Stored data entries:

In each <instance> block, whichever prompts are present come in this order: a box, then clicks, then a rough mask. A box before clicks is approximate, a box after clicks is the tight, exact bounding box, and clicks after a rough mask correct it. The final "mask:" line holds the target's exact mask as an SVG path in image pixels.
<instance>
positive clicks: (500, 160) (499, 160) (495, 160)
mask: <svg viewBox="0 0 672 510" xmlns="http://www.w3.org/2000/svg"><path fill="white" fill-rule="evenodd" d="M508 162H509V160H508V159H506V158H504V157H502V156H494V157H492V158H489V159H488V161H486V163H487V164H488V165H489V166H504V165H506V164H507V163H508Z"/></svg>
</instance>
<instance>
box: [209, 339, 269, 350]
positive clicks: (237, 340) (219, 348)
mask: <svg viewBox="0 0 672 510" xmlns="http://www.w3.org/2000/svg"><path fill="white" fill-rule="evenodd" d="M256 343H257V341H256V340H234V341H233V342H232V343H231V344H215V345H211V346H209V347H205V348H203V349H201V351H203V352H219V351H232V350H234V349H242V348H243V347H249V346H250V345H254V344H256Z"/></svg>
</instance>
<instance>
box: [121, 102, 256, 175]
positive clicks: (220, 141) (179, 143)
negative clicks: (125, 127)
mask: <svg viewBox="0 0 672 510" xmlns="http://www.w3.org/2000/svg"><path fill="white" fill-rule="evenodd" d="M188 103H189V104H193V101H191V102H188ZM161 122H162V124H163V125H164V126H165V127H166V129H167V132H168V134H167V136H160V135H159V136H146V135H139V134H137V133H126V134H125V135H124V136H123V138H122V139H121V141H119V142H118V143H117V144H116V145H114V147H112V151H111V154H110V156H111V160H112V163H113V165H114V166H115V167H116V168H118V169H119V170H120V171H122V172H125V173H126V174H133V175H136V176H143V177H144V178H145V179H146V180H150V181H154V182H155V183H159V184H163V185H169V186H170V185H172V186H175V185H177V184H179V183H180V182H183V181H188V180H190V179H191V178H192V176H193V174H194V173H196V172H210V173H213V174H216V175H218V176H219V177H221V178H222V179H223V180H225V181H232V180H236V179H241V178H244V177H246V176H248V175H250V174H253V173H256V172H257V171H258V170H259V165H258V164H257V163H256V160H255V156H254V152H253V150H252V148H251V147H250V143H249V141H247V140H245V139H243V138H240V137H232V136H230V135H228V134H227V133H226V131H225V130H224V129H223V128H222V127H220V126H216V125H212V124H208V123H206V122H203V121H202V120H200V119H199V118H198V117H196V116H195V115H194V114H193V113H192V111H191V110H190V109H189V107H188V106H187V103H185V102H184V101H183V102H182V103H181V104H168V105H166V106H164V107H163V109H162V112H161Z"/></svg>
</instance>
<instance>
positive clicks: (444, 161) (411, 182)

■ Task statement ■
Please copy the lines in the records above between the one holding "positive clicks: (500, 160)" and the one holding "positive clicks: (220, 141) (179, 143)", inclusive, exactly and with no other line.

■ Task solution ■
positive clicks: (500, 160) (499, 160) (495, 160)
mask: <svg viewBox="0 0 672 510" xmlns="http://www.w3.org/2000/svg"><path fill="white" fill-rule="evenodd" d="M508 162H509V160H508V159H506V158H504V157H502V156H494V157H492V158H489V159H488V161H486V163H487V164H488V165H489V166H504V165H506V164H507V163H508Z"/></svg>
</instance>
<instance>
box: [209, 339, 269, 350]
positive clicks: (237, 340) (219, 348)
mask: <svg viewBox="0 0 672 510" xmlns="http://www.w3.org/2000/svg"><path fill="white" fill-rule="evenodd" d="M256 343H257V341H256V340H234V341H233V342H232V343H231V344H215V345H211V346H209V347H205V348H203V349H201V351H203V352H219V351H232V350H234V349H242V348H243V347H249V346H250V345H254V344H256Z"/></svg>
</instance>
<instance>
box: [121, 102, 256, 175]
positive clicks: (220, 141) (179, 143)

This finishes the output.